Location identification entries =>
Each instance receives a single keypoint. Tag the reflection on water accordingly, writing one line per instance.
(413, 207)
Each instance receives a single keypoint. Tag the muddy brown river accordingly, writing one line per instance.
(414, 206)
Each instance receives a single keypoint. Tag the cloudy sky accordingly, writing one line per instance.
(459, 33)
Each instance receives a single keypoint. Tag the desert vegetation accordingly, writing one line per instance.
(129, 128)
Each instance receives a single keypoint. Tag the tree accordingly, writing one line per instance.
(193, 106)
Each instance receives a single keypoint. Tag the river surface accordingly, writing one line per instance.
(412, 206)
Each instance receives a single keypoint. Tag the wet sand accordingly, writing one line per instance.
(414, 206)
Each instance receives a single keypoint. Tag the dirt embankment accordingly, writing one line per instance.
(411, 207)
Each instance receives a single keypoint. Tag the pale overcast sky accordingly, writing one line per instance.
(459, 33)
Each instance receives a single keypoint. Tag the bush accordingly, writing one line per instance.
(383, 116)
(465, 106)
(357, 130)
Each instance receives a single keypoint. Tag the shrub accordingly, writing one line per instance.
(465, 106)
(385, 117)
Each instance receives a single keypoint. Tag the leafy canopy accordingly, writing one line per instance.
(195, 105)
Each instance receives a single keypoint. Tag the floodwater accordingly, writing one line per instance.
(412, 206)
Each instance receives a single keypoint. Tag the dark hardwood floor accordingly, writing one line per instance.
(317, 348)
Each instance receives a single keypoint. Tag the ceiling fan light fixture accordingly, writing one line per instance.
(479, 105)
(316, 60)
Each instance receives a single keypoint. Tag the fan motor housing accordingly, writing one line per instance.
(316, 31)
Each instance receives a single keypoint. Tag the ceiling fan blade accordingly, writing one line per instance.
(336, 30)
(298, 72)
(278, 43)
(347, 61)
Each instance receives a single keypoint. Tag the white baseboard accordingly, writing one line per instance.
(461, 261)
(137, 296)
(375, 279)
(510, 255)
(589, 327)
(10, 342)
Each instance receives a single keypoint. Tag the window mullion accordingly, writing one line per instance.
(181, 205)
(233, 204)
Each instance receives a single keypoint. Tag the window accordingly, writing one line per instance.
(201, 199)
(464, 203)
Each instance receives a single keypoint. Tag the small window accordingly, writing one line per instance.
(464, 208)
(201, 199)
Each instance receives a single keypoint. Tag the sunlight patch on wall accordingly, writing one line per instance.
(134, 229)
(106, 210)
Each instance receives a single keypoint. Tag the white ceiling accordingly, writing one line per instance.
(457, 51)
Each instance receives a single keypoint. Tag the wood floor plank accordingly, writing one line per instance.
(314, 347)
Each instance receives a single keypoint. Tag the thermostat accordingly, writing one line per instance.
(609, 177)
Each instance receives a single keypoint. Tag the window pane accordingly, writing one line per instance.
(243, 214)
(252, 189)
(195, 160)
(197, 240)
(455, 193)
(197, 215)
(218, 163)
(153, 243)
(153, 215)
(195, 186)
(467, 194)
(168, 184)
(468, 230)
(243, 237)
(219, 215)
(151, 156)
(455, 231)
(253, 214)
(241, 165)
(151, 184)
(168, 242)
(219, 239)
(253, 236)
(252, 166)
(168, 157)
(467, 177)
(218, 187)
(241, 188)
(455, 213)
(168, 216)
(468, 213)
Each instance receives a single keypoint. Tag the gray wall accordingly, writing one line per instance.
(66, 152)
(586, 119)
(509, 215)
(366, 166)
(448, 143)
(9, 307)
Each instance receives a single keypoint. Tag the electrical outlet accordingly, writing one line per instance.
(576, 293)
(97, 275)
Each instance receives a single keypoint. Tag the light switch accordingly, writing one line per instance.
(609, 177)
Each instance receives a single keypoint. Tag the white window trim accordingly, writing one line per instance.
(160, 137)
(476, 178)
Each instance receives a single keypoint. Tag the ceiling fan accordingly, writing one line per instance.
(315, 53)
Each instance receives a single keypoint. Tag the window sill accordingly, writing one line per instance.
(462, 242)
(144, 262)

Objective =>
Substitute "windowsill" for "window sill" in the rows, starting with the line containing "fan accordingly, writing one line per instance." and going through the end of the rows, and write out those lines again with nothing else changed.

Complete output =>
Each instance receives a single keypoint. Tag the ceiling fan accordingly, writing one line per instance.
(315, 53)
Each instance receives a single keypoint. Tag the windowsill accordingly, writing one line per instance.
(462, 242)
(144, 262)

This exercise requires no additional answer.